I thought, studied, wept, fasted, and prayed. My selection of texts, my plan of discourse, was only and always with the aim to persuade men to be reconciled to God. I never spoke without the deepest feeling; and unless I saw a strong divine influence on the congregation, or knew of some soul being converted, I felt sad, and sought retirement to humble myself before God in prayer. My sermons were not well arranged. Sometimes I had divisions; for I had heard ministers say firstly, secondly, and thirdly. Sometimes I had a line written out here and there, and sometimes a few catchwords, on a scrap of paper, which, however, I seldom took into the pulpit. My ministry was one of exhortation, rather than of sermonizing, and I looked for immediate results.

= = = = = = =

» PROBLEMS TO SOLVE
[a] Decide whether each statement agrees with the passage on preaching, answering yes or no and quoting the words that settle it: (i) The speaker usually carried written notes into the pulpit. (ii) The speaker considered the sermons well arranged. (iii) The speaker expected immediate results from the ministry.
[b] Reproduce the passage on preaching starting at "I thought, studied, wept, fasted, and" and ending at "for immediate results.", substituting "meeting house" for "pulpit".
The items that follow come from a different source than the passage on preaching.

= = = = = = =

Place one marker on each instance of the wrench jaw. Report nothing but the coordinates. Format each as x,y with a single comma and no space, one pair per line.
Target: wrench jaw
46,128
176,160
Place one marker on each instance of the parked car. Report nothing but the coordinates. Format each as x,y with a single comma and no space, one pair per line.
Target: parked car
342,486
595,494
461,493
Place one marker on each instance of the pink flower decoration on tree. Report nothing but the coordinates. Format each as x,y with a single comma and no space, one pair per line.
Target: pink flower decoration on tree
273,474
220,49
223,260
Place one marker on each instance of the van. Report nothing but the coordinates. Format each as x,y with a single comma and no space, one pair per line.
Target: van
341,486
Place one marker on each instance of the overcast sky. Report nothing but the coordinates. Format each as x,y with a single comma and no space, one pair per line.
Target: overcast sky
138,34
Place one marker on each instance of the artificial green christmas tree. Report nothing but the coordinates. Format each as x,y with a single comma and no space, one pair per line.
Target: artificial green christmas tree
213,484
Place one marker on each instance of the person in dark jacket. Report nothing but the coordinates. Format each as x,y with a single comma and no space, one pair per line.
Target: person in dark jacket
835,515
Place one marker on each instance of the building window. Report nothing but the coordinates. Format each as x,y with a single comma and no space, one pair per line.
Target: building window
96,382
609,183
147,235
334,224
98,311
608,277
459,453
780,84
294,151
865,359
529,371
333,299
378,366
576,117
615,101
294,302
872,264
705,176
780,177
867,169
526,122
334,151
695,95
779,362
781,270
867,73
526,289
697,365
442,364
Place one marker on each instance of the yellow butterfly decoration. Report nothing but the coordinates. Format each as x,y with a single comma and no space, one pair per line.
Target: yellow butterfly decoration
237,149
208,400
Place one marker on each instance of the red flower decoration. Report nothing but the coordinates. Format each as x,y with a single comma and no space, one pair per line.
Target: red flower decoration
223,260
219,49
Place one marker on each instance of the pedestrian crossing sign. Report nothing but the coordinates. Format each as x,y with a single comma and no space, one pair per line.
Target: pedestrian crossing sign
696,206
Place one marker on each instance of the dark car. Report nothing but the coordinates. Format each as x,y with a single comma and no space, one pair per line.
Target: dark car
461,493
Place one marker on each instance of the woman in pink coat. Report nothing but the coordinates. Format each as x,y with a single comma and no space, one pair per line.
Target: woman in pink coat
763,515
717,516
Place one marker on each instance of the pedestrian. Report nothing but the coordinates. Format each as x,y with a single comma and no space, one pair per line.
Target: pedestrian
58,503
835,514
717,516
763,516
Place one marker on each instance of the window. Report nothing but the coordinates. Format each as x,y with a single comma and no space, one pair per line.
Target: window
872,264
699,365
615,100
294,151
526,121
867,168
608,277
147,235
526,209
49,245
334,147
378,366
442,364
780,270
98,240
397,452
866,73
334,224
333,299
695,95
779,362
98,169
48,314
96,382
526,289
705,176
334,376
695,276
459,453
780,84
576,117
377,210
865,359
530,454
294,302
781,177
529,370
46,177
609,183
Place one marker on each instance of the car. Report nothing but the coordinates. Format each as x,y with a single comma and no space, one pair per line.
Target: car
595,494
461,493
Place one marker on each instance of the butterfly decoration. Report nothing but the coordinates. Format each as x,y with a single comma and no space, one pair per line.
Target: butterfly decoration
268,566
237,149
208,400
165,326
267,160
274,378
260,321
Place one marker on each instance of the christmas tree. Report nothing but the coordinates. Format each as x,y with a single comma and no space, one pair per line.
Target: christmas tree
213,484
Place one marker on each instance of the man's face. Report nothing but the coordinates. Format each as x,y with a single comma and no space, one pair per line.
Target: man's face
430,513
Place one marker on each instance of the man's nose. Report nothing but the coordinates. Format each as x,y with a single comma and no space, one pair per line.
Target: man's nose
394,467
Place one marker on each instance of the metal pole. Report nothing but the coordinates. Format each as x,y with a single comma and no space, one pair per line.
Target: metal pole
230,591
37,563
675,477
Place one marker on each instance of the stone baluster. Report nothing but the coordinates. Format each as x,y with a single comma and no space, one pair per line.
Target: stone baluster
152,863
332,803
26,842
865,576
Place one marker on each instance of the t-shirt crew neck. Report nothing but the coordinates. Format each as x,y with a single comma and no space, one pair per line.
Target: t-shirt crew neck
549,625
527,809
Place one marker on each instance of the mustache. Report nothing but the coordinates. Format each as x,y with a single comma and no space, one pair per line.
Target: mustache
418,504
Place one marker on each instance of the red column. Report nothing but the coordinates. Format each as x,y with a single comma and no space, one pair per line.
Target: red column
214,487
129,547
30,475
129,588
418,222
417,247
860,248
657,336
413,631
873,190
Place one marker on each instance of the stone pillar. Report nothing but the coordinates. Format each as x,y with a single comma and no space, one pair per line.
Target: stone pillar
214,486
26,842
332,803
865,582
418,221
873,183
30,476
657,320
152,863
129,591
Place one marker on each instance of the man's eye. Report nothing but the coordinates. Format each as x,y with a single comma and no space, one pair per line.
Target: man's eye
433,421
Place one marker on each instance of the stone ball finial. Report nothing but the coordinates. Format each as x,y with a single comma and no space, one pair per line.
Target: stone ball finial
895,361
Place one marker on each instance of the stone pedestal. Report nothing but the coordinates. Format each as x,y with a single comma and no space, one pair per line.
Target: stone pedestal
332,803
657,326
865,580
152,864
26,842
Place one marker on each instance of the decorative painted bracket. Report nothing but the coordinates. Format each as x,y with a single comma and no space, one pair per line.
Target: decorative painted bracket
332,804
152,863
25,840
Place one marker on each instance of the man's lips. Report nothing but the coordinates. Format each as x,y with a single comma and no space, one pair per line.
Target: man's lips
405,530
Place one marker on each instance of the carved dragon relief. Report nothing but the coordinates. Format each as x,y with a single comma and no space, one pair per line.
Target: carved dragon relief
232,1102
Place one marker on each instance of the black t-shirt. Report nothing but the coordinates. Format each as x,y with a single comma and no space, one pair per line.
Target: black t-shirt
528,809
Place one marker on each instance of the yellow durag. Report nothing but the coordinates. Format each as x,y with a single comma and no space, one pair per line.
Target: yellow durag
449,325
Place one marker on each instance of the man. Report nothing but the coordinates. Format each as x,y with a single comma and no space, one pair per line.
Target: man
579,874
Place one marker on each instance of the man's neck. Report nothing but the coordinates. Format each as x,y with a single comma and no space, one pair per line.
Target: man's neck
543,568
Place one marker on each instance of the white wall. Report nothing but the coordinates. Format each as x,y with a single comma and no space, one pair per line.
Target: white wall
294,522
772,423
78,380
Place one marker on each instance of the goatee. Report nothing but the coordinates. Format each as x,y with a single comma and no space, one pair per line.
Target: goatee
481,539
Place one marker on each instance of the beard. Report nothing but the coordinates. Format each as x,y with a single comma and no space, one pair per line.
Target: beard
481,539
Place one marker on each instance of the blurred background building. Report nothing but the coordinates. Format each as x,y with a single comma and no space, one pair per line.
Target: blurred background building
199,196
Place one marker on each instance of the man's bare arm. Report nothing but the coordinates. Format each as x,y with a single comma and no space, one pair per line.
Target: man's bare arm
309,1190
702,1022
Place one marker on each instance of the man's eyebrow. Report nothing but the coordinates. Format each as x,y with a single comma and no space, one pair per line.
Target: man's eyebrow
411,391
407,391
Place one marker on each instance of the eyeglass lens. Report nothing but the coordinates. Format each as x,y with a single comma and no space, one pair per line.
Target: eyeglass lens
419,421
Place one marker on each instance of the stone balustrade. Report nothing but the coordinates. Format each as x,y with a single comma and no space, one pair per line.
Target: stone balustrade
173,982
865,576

= = = = = = =

» WRITTEN RESPONSES
[a]
(i) No: "which, however, I seldom took into the pulpit."
(ii) No: "My sermons were not well arranged."
(iii) Yes: "I looked for immediate results."

[b]
I thought, studied, wept, fasted, and prayed. My selection of texts, my plan of discourse, was only and always with the aim to persuade men to be reconciled to God. I never spoke without the deepest feeling; and unless I saw a strong divine influence on the congregation, or knew of some soul being converted, I felt sad, and sought retirement to humble myself before God in prayer. My sermons were not well arranged. Sometimes I had divisions; for I had heard ministers say firstly, secondly, and thirdly. Sometimes I had a line written out here and there, and sometimes a few catchwords, on a scrap of paper, which, however, I seldom took into the meeting house. My ministry was one of exhortation, rather than of sermonizing, and I looked for immediate results.